## Work instruction
Please extract the stretch from "First and foremost, I" through "a side gig." in the passage on AI and language learning below, copying it without any change.

## Document extract
————————
First and foremost, I don’t think AI tools will replace language learning anytime soon.
I’m a natural-born Swede who learned English as a second language. Key helpers along the way included The Lord of the Rings, Bruce Springsteen’s lyrics, and Swedish subtitles on American TV shows. Still, the English language has been my day job for the last 20 years, and I do translation as a side gig.
So I’ve done the heavy lifting to become bilingual, and I get paid to deliver natural-sounding language where today’s best AI models can’t. Sure, Google Translate or DeepL can provide a starting point for human revision, but no doctor, patent lawyer, or serious business would leave its mission-critical translations to AI tools. LLMs like ChatGPT and Claude are even worse. The next time you run across nonsensical instructions in a Temu gadget’s manual, you can assume that an AI translation system did most of the damage.
And I sure wouldn’t be where I am today if I had to run every thought through Google Translate. The helpful Babelfish of Hitchhiker’s Guide to the Galaxy is pure fiction in 2026.
In other words, there’s still a place for language-learning tools, even if AI platforms are getting better all the time. Moreover, Duolingo is expanding its digital instruction platform to other fields, already including subjects such as math, music, and chess. The recently launched chess course has more than 7 million daily users, even though Duolingo doesn’t even show up when you search the mobile app stores for “chess.”
————————
## Supplied material
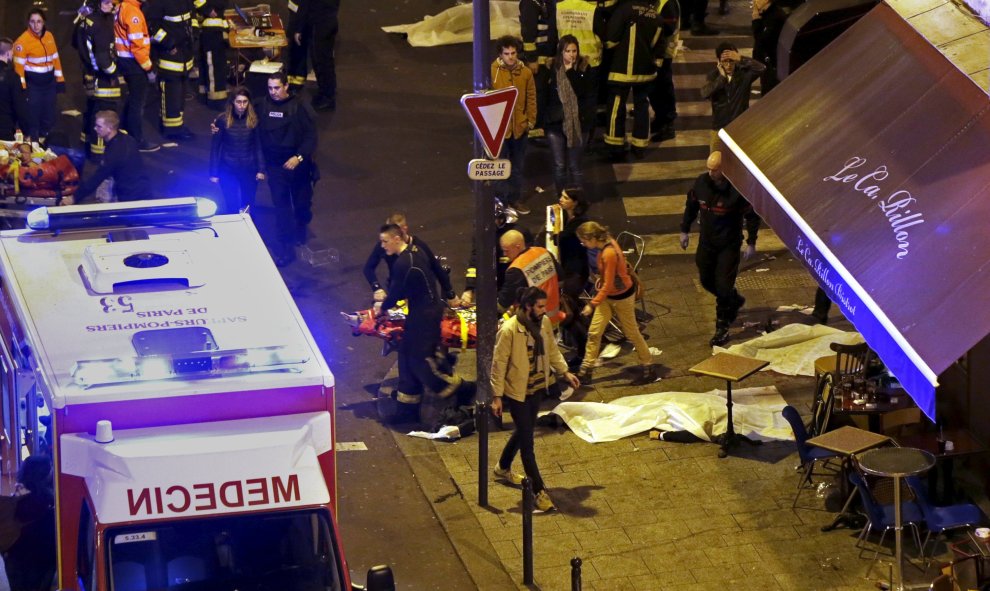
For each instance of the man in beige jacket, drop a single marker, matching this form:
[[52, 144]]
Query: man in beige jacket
[[508, 70], [526, 355]]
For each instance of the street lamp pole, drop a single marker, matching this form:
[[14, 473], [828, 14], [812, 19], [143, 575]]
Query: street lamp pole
[[484, 236]]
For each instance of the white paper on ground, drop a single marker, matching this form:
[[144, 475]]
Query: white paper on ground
[[456, 25], [755, 413], [793, 349], [445, 432]]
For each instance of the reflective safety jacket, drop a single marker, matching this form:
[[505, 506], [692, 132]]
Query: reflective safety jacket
[[585, 21], [170, 23], [36, 58], [131, 38], [94, 40], [538, 25], [636, 40]]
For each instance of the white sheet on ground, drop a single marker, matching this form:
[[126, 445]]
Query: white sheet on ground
[[755, 413], [456, 25], [793, 348]]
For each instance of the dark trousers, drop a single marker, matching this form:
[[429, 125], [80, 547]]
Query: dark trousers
[[615, 134], [324, 65], [521, 441], [662, 96], [298, 66], [292, 196], [105, 96], [173, 91], [717, 269], [137, 94], [239, 186], [567, 171], [213, 64], [41, 109], [510, 191]]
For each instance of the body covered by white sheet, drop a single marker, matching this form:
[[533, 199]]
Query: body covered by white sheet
[[755, 412], [456, 25], [793, 349]]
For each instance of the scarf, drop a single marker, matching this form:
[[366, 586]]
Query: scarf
[[572, 117], [533, 328]]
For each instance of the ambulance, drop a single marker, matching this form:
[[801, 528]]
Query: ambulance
[[156, 354]]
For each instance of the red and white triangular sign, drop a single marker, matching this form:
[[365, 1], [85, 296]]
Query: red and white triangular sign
[[490, 114]]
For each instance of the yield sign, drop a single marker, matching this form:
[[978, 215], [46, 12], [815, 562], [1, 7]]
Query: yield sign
[[490, 114]]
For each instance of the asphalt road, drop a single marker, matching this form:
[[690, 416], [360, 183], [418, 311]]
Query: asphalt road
[[398, 141]]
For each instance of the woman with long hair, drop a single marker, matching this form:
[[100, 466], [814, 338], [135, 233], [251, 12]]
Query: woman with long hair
[[616, 296], [568, 111], [36, 61], [236, 161]]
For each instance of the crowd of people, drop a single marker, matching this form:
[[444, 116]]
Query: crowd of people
[[125, 47]]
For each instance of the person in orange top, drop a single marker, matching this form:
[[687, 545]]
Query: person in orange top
[[36, 61], [616, 296], [133, 46]]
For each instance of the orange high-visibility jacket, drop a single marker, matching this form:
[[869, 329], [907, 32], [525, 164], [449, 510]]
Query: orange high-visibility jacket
[[131, 38], [37, 57]]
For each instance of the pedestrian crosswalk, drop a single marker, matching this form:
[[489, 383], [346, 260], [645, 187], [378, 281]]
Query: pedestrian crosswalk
[[652, 191]]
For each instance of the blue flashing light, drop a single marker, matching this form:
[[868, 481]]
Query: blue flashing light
[[128, 213]]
————————
## Answer area
First and foremost, I don’t think AI tools will replace language learning anytime soon.
I’m a natural-born Swede who learned English as a second language. Key helpers along the way included The Lord of the Rings, Bruce Springsteen’s lyrics, and Swedish subtitles on American TV shows. Still, the English language has been my day job for the last 20 years, and I do translation as a side gig.